■ **TASK REQUIREMENTS**
Every line containing the string "below" is to be copied from the records.

Start of Block

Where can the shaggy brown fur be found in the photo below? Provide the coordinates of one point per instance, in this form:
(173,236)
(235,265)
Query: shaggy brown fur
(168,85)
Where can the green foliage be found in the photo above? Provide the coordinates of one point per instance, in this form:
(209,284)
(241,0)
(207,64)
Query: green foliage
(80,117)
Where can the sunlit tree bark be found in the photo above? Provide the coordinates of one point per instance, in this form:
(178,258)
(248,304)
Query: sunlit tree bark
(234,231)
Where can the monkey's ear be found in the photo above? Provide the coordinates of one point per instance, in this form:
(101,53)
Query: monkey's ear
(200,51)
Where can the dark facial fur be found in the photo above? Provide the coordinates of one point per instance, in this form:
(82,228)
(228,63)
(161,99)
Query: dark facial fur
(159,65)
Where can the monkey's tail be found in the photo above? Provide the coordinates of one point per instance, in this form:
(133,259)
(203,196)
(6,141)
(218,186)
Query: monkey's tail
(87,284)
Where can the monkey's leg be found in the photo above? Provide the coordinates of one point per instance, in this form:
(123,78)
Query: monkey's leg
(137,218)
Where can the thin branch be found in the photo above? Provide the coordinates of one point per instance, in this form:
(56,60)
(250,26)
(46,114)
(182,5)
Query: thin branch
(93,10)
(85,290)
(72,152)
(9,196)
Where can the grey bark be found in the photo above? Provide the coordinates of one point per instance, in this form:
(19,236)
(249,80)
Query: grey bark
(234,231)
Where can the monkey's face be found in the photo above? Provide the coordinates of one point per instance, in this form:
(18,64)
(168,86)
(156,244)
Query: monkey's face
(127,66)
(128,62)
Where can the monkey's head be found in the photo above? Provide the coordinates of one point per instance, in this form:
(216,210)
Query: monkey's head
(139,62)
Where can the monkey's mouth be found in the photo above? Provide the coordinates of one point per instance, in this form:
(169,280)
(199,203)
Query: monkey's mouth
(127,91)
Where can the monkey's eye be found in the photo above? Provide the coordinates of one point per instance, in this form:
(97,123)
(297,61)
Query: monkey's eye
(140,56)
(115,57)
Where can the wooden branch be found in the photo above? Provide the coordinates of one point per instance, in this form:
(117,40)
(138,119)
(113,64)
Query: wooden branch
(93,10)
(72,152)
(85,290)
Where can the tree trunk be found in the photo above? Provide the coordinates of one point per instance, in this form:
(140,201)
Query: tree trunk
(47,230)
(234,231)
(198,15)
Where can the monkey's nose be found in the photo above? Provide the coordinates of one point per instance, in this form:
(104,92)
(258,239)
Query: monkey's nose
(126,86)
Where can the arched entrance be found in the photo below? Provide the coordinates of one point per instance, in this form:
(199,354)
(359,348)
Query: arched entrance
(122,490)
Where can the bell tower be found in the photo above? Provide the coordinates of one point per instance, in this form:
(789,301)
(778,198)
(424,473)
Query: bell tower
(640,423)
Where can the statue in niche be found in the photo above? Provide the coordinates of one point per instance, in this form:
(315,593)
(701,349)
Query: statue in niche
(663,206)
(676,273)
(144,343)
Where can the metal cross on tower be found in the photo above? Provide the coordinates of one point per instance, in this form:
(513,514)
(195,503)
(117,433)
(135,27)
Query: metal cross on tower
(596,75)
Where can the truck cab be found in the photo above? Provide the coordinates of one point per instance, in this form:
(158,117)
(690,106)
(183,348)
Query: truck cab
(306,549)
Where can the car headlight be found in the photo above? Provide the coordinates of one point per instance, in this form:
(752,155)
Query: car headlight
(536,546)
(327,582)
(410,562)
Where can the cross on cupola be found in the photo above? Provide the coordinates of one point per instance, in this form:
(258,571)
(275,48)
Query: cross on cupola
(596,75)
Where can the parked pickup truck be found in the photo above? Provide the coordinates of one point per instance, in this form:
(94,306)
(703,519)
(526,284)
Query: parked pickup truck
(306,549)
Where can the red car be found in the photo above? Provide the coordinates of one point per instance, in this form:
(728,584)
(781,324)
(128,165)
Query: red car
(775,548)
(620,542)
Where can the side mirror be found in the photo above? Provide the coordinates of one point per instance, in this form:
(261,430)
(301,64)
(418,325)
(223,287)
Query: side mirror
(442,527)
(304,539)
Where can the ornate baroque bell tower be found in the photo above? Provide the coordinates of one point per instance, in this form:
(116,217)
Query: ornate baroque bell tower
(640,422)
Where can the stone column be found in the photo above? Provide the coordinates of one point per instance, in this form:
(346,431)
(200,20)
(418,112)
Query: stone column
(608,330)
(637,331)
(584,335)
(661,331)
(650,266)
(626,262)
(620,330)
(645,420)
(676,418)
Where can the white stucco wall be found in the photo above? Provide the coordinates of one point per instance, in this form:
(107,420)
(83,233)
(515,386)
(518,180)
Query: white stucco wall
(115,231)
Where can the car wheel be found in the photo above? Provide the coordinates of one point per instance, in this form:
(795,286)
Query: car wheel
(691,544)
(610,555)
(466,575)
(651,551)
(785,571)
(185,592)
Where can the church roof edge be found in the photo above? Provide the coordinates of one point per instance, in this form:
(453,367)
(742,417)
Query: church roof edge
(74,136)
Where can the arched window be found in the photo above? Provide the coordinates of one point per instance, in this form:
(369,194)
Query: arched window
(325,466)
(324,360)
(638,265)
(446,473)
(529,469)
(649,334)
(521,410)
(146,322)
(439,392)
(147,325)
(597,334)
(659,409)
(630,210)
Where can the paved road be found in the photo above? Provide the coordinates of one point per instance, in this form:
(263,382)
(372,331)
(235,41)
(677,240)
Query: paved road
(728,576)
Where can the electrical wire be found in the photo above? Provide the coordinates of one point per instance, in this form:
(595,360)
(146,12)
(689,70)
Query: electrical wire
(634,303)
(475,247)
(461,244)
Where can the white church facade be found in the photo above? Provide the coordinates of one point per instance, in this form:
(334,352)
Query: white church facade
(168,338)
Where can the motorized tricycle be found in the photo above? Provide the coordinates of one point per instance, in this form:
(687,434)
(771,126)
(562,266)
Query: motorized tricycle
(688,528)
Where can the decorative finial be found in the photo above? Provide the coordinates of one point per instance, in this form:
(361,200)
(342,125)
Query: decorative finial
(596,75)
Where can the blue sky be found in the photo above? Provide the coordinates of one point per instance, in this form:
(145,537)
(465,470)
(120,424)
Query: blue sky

End of Block

■ **RESPONSE FOR THIS EXERCISE**
Where can the shaggy brown fur be found in the photo below? Provide the coordinates of one point per instance, in this form:
Where can the arched entrance be found in the photo below? Provide the coordinates of one point per instance, in this form:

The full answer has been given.